## Task list
- A) Return the part of the cataract surgery passage from "One Auckland ophthalmologist, Dr" to "all in need.", word for word.
- B) Name each risk factor for eye problems that the cataract surgery passage mentions by name.

## Passage provided
That might not be just because a larger proportion of its poulation cannot afford private surgery. Counties Manukau's clinical head of ophthalmology, Simon Dean, told us its cataract threshold reflects higher rates of smoking, obesity, diabetes and other risk factors for eye problems. Whatever the reason, it seems unfair that someone on the south side of the boundary through Otahuhu should have to wait much longer than someone in the same condition on the other side.

Waiting lists are no longer a guide to real need. Governments used to be embarrassed by waiting lists because people languished on some of them for years. So 20 years ago they were abolished and replaced with waiting times. Now DHBs are required to ensure nobody waits longer than four months, so they set a threshold of acceptance for surgery that will keep the numbers down at a level they can treat within that time.

It is a system that works well for politicians, less well for people in need. It used to be that they waited to get into hospital, now they wait to get on a waiting list. And they wait invisibly, not recorded, known only to their optometrist who can do nothing more for them.

In Counties Manukau, Jones reports, people whose cataracts are so bad optometrists have told them not to drive, are being refused surgery.

One Auckland ophthalmologist, Dr Trevor Gray, who provides a free operation once a week to someone in dire need, but below their DHB threshold, says, "When you realise how low cost a cataract operation is, and how high impact it is — it transforms things overnight and painlessly — there is no other operation in the Western world that has as positive an impact on an individual and an extended family."

It's provision should not depend on your postcode, ophthalmology should make cataract surgery affordable for all DHBs for all in need.

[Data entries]

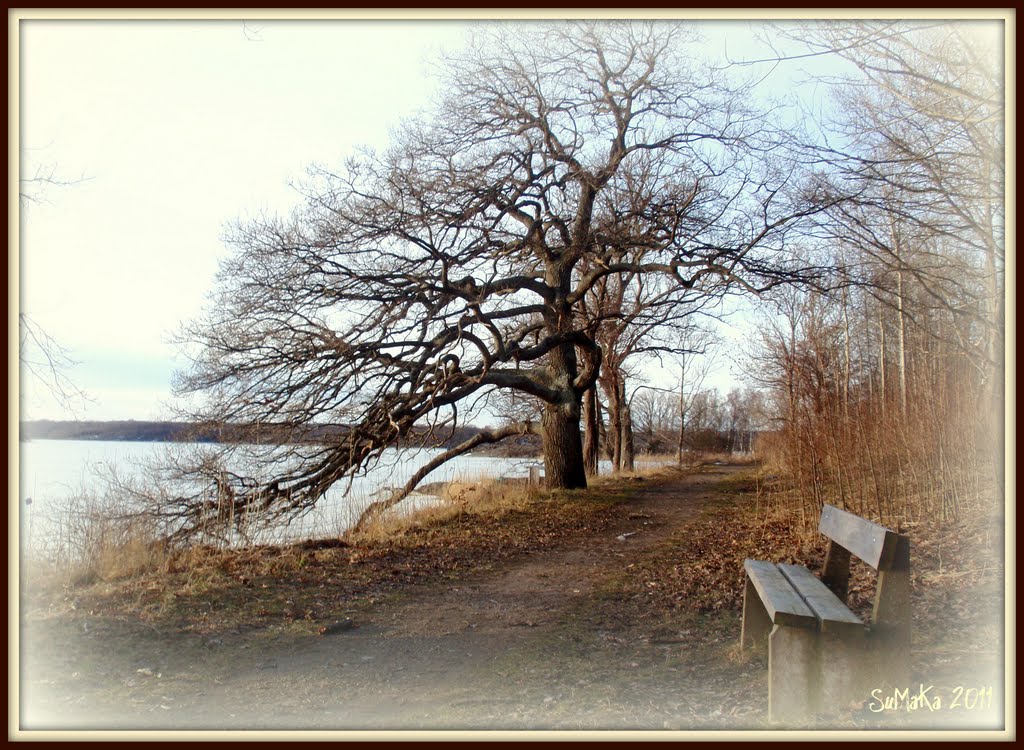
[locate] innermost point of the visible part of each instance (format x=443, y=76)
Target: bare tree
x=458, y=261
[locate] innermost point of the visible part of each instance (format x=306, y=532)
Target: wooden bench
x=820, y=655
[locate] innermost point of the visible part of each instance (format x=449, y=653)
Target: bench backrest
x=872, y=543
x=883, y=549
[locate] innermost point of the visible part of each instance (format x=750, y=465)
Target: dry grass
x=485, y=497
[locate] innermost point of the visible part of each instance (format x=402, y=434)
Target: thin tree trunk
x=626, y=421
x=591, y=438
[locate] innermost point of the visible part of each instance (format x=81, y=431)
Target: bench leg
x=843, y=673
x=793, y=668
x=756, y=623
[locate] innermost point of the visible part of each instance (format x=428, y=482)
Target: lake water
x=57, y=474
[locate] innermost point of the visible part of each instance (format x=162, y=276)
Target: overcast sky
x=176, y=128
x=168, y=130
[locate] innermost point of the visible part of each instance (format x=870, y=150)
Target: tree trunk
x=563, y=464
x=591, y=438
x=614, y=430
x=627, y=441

--

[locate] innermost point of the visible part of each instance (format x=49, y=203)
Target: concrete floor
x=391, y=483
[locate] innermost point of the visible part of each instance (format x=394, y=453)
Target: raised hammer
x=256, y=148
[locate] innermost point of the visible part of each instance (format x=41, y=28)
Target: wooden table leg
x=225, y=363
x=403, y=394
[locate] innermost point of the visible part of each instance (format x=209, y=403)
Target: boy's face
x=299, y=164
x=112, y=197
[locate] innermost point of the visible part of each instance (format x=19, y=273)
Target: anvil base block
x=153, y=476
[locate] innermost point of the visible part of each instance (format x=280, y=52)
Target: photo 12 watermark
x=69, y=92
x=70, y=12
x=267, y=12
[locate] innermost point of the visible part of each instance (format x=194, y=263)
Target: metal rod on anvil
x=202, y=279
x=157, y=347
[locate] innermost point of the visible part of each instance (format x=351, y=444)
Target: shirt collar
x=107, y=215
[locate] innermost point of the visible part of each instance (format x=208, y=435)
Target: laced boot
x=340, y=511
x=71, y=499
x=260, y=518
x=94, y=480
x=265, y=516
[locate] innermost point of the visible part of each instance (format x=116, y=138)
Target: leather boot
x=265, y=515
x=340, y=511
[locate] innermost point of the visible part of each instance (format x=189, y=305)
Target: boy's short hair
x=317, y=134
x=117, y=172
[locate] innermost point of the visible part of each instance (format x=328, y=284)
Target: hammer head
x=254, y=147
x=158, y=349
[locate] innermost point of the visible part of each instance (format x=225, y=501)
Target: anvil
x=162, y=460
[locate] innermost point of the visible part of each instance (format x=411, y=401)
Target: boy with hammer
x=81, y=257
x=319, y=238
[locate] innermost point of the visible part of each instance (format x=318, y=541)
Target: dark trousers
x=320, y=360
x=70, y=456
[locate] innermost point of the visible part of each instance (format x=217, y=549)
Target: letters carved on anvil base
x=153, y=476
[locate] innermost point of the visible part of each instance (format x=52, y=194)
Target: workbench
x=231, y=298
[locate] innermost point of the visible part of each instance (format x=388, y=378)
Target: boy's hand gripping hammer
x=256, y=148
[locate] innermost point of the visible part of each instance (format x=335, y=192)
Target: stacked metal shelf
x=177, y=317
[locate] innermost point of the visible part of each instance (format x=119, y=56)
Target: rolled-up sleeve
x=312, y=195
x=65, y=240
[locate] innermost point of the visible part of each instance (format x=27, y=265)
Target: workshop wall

...

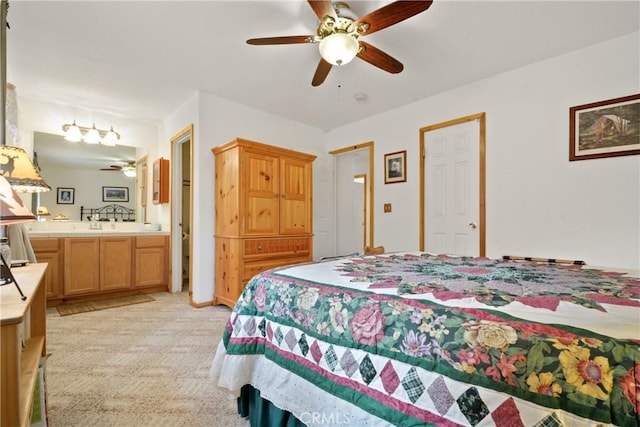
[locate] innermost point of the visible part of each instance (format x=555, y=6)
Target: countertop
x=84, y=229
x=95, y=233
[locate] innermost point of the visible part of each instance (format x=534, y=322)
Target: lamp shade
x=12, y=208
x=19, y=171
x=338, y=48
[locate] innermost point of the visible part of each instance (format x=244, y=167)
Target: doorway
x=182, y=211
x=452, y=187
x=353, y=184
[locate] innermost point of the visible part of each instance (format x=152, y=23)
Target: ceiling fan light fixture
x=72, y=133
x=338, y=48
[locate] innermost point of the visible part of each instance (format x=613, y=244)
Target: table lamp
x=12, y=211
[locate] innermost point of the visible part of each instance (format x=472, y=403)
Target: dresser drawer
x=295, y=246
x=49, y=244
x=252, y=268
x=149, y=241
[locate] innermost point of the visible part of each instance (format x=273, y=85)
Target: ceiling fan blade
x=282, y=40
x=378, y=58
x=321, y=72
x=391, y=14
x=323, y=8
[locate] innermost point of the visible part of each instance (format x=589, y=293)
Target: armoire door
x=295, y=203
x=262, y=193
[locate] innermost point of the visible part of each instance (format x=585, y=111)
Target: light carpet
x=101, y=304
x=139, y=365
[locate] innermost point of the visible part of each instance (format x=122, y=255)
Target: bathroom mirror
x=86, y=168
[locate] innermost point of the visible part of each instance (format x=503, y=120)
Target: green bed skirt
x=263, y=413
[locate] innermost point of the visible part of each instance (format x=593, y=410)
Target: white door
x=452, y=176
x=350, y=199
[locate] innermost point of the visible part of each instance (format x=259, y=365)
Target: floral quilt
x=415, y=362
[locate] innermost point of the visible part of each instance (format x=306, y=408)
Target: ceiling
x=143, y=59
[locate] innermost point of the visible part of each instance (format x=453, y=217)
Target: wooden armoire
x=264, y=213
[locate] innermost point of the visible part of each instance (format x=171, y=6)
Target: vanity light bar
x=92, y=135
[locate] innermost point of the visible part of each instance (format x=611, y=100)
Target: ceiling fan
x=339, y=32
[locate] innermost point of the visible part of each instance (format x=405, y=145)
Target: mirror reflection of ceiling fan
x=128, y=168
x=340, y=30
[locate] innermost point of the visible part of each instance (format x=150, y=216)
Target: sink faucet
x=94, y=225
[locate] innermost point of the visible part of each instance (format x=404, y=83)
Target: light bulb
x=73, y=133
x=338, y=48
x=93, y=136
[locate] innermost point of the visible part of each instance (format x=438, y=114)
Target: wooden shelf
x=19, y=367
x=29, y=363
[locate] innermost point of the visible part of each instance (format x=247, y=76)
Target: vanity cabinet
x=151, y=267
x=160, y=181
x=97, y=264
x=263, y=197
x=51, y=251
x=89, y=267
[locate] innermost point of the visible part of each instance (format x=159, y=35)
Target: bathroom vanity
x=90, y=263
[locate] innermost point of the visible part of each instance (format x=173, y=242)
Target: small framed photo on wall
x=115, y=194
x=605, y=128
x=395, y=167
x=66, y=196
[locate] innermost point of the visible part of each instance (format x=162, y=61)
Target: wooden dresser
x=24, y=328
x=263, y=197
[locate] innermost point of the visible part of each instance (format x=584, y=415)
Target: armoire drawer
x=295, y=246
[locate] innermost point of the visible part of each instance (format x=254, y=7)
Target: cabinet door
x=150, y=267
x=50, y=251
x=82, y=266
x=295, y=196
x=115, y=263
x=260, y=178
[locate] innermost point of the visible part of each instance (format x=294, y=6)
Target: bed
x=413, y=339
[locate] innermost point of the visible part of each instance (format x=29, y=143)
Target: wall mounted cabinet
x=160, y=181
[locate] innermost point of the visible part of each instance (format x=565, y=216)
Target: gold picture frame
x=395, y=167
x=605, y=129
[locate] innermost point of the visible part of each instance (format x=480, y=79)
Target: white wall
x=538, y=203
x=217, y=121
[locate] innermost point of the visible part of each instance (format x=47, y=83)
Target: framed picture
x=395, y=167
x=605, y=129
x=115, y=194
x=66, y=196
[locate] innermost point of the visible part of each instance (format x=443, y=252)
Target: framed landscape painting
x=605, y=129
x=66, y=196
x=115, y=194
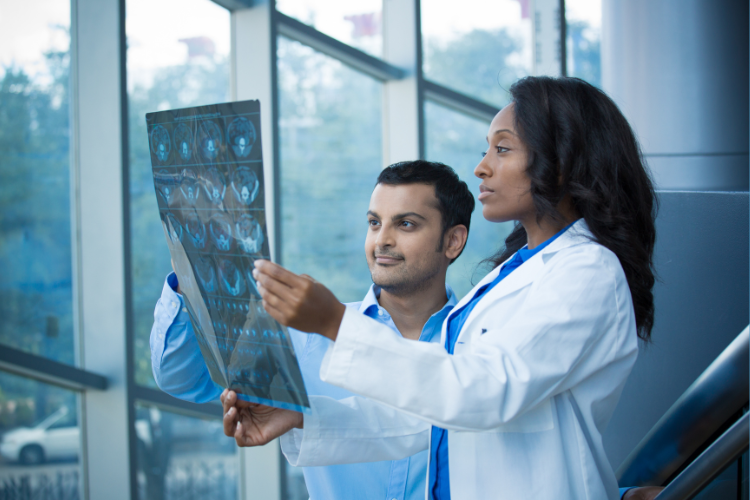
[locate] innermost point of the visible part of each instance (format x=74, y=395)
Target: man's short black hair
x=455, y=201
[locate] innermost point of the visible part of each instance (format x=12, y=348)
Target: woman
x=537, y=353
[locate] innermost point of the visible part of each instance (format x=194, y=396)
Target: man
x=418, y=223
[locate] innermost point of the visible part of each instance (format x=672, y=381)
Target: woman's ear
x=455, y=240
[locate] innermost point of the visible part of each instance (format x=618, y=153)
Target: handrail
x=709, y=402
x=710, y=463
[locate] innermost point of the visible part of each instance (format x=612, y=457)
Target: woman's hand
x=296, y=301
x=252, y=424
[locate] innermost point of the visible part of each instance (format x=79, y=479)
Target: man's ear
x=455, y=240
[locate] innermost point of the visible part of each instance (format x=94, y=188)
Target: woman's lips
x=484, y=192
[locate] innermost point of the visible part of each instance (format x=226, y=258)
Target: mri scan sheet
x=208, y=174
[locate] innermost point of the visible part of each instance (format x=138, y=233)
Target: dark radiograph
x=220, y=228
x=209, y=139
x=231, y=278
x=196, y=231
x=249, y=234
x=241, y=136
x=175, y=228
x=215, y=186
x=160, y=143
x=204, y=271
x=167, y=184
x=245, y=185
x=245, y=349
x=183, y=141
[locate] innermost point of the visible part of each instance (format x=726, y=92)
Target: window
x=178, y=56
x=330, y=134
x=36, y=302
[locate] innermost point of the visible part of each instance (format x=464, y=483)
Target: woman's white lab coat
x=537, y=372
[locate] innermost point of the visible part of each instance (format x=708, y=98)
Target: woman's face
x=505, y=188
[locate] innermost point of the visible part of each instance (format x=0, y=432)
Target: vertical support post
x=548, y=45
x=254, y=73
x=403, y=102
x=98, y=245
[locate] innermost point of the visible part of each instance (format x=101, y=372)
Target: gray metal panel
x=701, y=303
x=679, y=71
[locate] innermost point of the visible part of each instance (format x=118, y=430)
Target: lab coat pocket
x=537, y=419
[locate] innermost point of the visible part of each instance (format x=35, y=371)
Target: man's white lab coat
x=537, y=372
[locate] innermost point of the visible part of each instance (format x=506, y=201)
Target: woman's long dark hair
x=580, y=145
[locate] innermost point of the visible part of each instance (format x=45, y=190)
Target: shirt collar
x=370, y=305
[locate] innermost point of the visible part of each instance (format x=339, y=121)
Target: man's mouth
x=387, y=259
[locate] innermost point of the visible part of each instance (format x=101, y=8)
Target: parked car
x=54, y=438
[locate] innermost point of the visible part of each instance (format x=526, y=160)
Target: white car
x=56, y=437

## Replies
- A)
One Auckland ophthalmologist, Dr Trevor Gray, who provides a free operation once a week to someone in dire need, but below their DHB threshold, says, "When you realise how low cost a cataract operation is, and how high impact it is — it transforms things overnight and painlessly — there is no other operation in the Western world that has as positive an impact on an individual and an extended family."

It's provision should not depend on your postcode, ophthalmology should make cataract surgery affordable for all DHBs for all in need.

- B) Smoking, obesity, diabetes